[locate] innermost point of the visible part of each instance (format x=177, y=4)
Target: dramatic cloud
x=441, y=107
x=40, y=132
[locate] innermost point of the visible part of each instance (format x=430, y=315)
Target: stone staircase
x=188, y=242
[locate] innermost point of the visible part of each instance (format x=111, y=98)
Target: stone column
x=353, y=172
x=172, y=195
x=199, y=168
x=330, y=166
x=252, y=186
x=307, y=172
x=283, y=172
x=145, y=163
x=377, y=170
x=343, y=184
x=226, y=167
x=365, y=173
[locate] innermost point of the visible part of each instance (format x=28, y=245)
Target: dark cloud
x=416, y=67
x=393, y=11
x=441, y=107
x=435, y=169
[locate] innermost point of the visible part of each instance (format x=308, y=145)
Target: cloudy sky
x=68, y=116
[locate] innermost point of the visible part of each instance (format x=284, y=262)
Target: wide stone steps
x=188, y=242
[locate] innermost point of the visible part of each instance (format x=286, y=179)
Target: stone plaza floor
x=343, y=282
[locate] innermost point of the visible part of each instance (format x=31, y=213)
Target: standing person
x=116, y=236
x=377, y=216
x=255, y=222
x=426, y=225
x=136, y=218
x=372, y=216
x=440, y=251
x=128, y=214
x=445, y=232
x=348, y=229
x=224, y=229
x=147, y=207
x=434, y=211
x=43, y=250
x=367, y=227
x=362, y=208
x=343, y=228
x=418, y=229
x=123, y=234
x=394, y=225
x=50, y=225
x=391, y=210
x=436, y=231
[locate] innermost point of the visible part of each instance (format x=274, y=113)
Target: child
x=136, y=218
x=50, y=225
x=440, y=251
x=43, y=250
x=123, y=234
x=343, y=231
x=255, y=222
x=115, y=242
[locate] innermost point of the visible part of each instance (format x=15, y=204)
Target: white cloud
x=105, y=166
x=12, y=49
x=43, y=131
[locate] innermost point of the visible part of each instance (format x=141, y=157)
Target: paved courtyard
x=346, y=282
──────
ASSIGNMENT -> Nothing but the lines from the one containing "(format x=141, y=157)" to the end of the entries belongs in the answer, and each must match exactly.

RESULT ->
[locate] innermost point of the visible part of each instance (format x=141, y=157)
Target: paved courtyard
x=346, y=282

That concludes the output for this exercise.